[Labeled contour entries]
++++

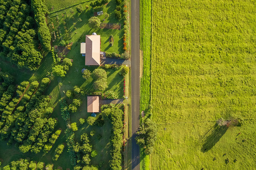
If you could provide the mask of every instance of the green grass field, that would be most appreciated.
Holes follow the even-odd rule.
[[[115,52],[119,54],[123,53],[124,52],[123,50],[124,41],[122,38],[124,35],[123,26],[121,26],[120,30],[101,28],[95,29],[90,28],[88,26],[88,19],[93,16],[94,12],[101,11],[103,11],[104,14],[107,13],[109,14],[109,16],[107,18],[105,18],[104,14],[98,16],[98,17],[100,19],[101,22],[122,24],[124,22],[124,19],[122,19],[120,20],[119,20],[116,19],[114,15],[114,11],[116,6],[115,0],[110,0],[107,5],[98,7],[95,8],[92,8],[90,6],[90,3],[91,1],[89,1],[82,4],[84,10],[81,13],[78,12],[76,9],[76,6],[74,6],[51,13],[47,18],[48,24],[53,23],[54,25],[54,29],[52,29],[52,26],[51,25],[48,26],[50,28],[51,32],[53,32],[52,31],[55,31],[56,36],[57,36],[56,31],[60,31],[62,37],[63,37],[63,39],[66,40],[67,38],[64,36],[64,32],[63,29],[64,26],[66,27],[71,35],[72,38],[71,41],[73,42],[72,48],[76,48],[76,49],[78,49],[79,50],[80,49],[80,43],[82,42],[84,42],[85,41],[85,35],[91,35],[93,32],[96,32],[97,35],[100,35],[101,51],[110,53]],[[87,9],[85,8],[86,5],[89,6],[89,8]],[[73,14],[70,12],[70,8],[73,9],[74,12]],[[67,16],[67,19],[66,19],[66,13]],[[59,24],[58,24],[58,26],[57,26],[57,24],[56,23],[57,15],[59,16]],[[78,21],[77,19],[79,18],[81,18],[82,21],[81,22]],[[104,21],[103,20],[104,19],[105,19]],[[65,25],[63,23],[63,19],[67,23]],[[74,23],[75,24],[74,25]],[[60,28],[58,28],[59,26],[60,26]],[[53,34],[52,35],[53,35]],[[111,46],[109,42],[109,36],[111,35],[112,35],[114,37],[113,46]],[[52,35],[52,37],[54,36]],[[61,39],[58,40],[56,39],[53,43],[53,45],[59,45],[61,40]],[[80,53],[79,54],[80,55],[81,55]]]
[[[152,169],[254,169],[255,121],[215,124],[256,117],[254,2],[152,2]]]
[[[90,0],[45,0],[45,4],[50,13],[68,8]]]

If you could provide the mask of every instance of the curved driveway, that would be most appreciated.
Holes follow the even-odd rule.
[[[140,125],[140,0],[131,1],[132,169],[140,170],[140,147],[135,133]]]

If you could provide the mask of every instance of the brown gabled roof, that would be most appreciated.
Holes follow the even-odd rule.
[[[100,112],[100,98],[98,96],[87,97],[87,112],[96,113]]]
[[[85,52],[86,66],[100,66],[100,35],[87,35]]]

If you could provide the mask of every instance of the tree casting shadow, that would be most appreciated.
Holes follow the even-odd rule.
[[[220,126],[215,124],[212,130],[206,134],[201,151],[204,153],[212,149],[226,133],[228,128],[226,126]]]

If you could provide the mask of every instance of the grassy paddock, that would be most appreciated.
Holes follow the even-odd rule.
[[[153,2],[152,103],[159,131],[152,169],[254,169],[254,121],[228,129],[214,121],[256,117],[255,4]]]
[[[50,13],[78,4],[90,0],[45,0],[45,4]]]

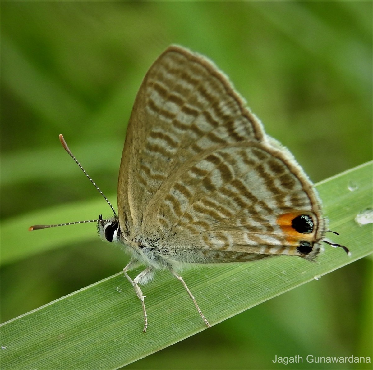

++++

Can you reproduce all of the lines above word for word, leaving the pictures out?

If you could provide the mask of every instance of the green grass field, that would be most appreciated.
Holes follow the even-odd rule.
[[[115,52],[119,54],[123,53],[124,52],[123,50],[124,41],[122,38],[124,35],[123,26],[121,26],[120,30],[101,28],[95,29],[90,28],[88,26],[88,19],[93,16],[94,12],[101,11],[103,11],[104,14],[107,13],[109,14],[109,16],[107,18],[105,18],[104,14],[98,16],[98,17],[100,19],[101,22],[122,24],[124,22],[124,19],[122,19],[120,20],[119,20],[116,19],[114,15],[114,11],[116,6],[115,0],[110,0],[107,5],[98,7],[95,8],[92,8],[90,6],[90,3],[91,1],[89,1],[82,4],[84,10],[81,13],[78,12],[76,9],[76,6],[74,6],[51,13],[47,18],[48,24],[53,23],[54,25],[54,29],[52,29],[52,26],[51,25],[48,26],[50,28],[51,32],[53,32],[52,31],[55,31],[56,36],[57,36],[56,31],[60,31],[62,37],[63,37],[63,39],[66,40],[67,38],[64,36],[64,32],[63,29],[64,26],[66,27],[71,35],[72,38],[71,41],[73,42],[72,48],[76,48],[76,49],[78,49],[79,50],[80,49],[80,43],[82,42],[84,42],[85,41],[85,35],[91,35],[93,32],[96,32],[97,35],[100,35],[101,51],[110,53]],[[87,9],[85,8],[86,5],[89,6],[89,8]],[[73,14],[70,12],[70,8],[73,9],[74,12]],[[67,16],[67,19],[66,19],[66,13]],[[59,24],[58,24],[58,26],[57,26],[57,24],[56,23],[57,15],[59,16]],[[78,21],[77,19],[79,18],[81,18],[82,21],[81,22]],[[104,21],[103,20],[104,19],[105,19]],[[65,25],[63,23],[63,19],[67,23]],[[74,23],[75,24],[74,25]],[[60,28],[58,28],[59,26],[60,26]],[[53,34],[52,35],[53,35]],[[111,46],[109,42],[109,36],[111,35],[112,35],[114,37],[113,46]],[[52,35],[52,37],[54,36]],[[61,39],[58,40],[56,39],[53,43],[53,45],[59,45],[61,40]],[[80,53],[79,54],[80,55],[81,55]]]
[[[152,169],[254,169],[255,121],[215,124],[256,117],[254,2],[152,2]]]
[[[90,0],[45,0],[45,4],[50,13],[68,8]]]

If you could provide the mask of every instance of the curved driveway, that would be most appreciated.
Holes follow the even-odd rule.
[[[140,125],[140,0],[131,1],[132,169],[140,170],[140,147],[135,133]]]

If you could provide the mask of every instance of the brown gabled roof, that would be most appreciated.
Holes follow the even-odd rule.
[[[100,112],[100,98],[98,96],[87,97],[87,112],[96,113]]]
[[[85,52],[86,66],[100,66],[100,35],[87,35]]]

If you could provide the mask of every instance of the tree casting shadow, that would be most appreciated.
Holes follow the even-odd rule.
[[[220,126],[215,124],[212,130],[206,134],[201,151],[204,153],[212,149],[226,133],[228,128],[226,126]]]

If you could provide the mask of every instance of the grassy paddock, that would be most appreciated.
Holes follow the even-odd rule.
[[[153,2],[152,103],[159,131],[152,169],[254,169],[254,121],[228,129],[214,121],[256,117],[255,4]]]
[[[50,13],[78,4],[90,0],[45,0],[45,4]]]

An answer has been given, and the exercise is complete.